▶ Problem to work on
In the data, swap "Target" for "Query" wherever it occurs. Reproduce all the lines with no other changes.

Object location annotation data
============================================================

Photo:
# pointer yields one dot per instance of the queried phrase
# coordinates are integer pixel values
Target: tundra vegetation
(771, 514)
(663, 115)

============================================================

▶ Answer to the problem
Photo:
# pointer yields one dot per instance of the queried phrase
# coordinates are integer pixel values
Query: tundra vegetation
(771, 514)
(663, 115)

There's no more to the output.